- _EXERCISE_
Copy out every line exactly as given.
* start SUPPLIED RECORDS *
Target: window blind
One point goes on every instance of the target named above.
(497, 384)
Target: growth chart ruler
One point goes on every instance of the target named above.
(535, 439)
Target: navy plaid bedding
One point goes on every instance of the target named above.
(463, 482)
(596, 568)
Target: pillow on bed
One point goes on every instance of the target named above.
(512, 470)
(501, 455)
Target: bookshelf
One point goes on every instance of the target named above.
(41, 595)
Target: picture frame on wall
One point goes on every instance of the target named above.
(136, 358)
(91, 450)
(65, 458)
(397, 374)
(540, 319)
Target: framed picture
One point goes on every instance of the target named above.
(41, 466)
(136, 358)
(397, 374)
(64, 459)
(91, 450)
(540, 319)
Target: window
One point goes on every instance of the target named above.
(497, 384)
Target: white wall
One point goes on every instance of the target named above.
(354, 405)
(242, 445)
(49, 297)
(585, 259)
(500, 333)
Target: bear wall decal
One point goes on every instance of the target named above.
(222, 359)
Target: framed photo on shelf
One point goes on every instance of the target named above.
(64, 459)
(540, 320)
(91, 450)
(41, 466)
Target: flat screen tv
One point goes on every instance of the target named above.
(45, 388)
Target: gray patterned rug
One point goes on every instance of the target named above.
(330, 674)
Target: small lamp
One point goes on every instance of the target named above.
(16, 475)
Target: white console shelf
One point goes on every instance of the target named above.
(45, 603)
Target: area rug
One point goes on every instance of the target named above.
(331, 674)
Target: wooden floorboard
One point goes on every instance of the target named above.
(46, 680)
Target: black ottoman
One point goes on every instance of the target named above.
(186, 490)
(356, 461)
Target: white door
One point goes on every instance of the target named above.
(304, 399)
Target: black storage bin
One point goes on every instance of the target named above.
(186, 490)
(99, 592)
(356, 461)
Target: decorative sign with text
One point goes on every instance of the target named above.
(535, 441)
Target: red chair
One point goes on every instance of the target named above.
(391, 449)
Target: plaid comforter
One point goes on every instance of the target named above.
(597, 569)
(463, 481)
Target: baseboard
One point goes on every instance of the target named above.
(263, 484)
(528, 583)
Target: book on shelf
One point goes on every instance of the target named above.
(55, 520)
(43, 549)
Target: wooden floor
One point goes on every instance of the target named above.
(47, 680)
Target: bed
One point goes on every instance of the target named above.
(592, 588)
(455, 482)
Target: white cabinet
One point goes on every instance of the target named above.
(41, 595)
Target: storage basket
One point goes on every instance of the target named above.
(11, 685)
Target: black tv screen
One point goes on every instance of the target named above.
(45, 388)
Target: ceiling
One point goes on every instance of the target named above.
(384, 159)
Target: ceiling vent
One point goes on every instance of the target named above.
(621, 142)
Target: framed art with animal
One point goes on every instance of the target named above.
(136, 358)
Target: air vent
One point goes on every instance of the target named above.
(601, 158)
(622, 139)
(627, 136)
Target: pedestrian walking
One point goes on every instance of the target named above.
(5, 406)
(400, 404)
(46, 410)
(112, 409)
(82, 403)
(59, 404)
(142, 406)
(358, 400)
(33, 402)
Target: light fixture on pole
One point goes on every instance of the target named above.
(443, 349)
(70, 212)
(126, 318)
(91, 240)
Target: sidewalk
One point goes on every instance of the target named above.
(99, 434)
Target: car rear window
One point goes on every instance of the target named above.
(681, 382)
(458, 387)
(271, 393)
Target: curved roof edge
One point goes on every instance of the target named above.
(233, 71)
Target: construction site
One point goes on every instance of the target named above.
* end SUPPLIED RECORDS *
- _TASK RESULT_
Target: window blind
One point goes on every instance of the target named above.
(497, 384)
Target: growth chart ruler
One point goes on every instance of the target named above.
(535, 439)
Target: navy plaid bedding
One point goes on every instance of the target named above.
(463, 482)
(596, 568)
Target: pillow on bed
One point goes on every instance of the target named above.
(512, 470)
(501, 455)
Target: bookshelf
One point goes on every instance of the target named above.
(41, 595)
Target: picture frame on wall
One point goes on every instance of the target named above.
(136, 358)
(91, 450)
(65, 458)
(397, 374)
(540, 319)
Target: framed picture
One point goes on every instance of the target named above.
(41, 466)
(136, 358)
(397, 374)
(64, 459)
(91, 450)
(540, 319)
Target: window
One point goes on every instance of the target named above.
(497, 384)
Target: white wall
One point goes on every instance of the target named above.
(354, 405)
(242, 445)
(49, 297)
(585, 259)
(500, 333)
Target: bear wall decal
One point goes on every instance of the target named above.
(222, 359)
Target: framed photo on shelf
One point goes on every instance of the target named above.
(64, 459)
(540, 320)
(91, 450)
(41, 466)
Target: flat screen tv
One point goes on every instance of the target named above.
(45, 388)
Target: gray patterned rug
One point goes on every instance of the target named above.
(330, 674)
Target: small lamp
One point goes on every instance of the target named above.
(16, 475)
Target: white console shelf
One point goes on every instance of the target named above.
(45, 603)
Target: area rug
One point goes on every instance of the target named above.
(331, 674)
Target: wooden floorboard
One point goes on every instance of the target named above.
(46, 680)
Target: black ottoman
One point goes on every instance of the target named above.
(186, 490)
(356, 461)
Target: white door
One point goes on every instance of the target named above.
(304, 399)
Target: black storage bin
One point goes on every instance of the target named above.
(186, 490)
(99, 592)
(356, 461)
Target: decorative sign with text
One point goes on every instance of the target named above.
(535, 441)
Target: red chair
One point goes on every instance of the target named above.
(391, 449)
Target: plaid comforter
One point goes on every instance of the target named above.
(597, 569)
(463, 481)
Target: baseboard
One point goes on every instance of the target named above.
(263, 484)
(528, 583)
Target: book on shelf
One point goes on every instance of the target named above.
(55, 520)
(43, 549)
Target: wooden floor
One point goes on every instance of the target named above.
(47, 680)
Target: bed
One point goes on every instance of the target named above.
(592, 588)
(455, 482)
Target: white cabinet
One point goes on every instance of the target named above.
(41, 595)
Target: storage basket
One point goes on every instance of the target named above.
(11, 685)
Target: black tv screen
One point goes on every instance of the target named above.
(45, 388)
Target: ceiling
One point goes on every instance of the target named above.
(384, 159)
Target: ceiling vent
One point goes on every instance of the target named above.
(621, 142)
Target: framed art with animal
One point goes on every instance of the target named above.
(136, 358)
Target: air vent
One point goes on every instance of the target named above.
(601, 158)
(622, 139)
(627, 136)
Target: pedestrian walking
One point goes on every instance of the target named above.
(5, 406)
(400, 404)
(46, 410)
(112, 409)
(82, 403)
(59, 404)
(142, 406)
(358, 400)
(33, 402)
Target: light fixture on pole
One point goes on every instance of the target named above.
(443, 349)
(70, 212)
(126, 318)
(91, 240)
Target: sidewalk
One point goes on every instance of the target named above.
(99, 434)
Target: car rear window
One point goes on every instance of the target named above.
(681, 382)
(458, 387)
(271, 393)
Target: curved roof edge
One point goes on every instance of the target named above.
(233, 71)
Target: construction site
One point goes on every instance of the target named above.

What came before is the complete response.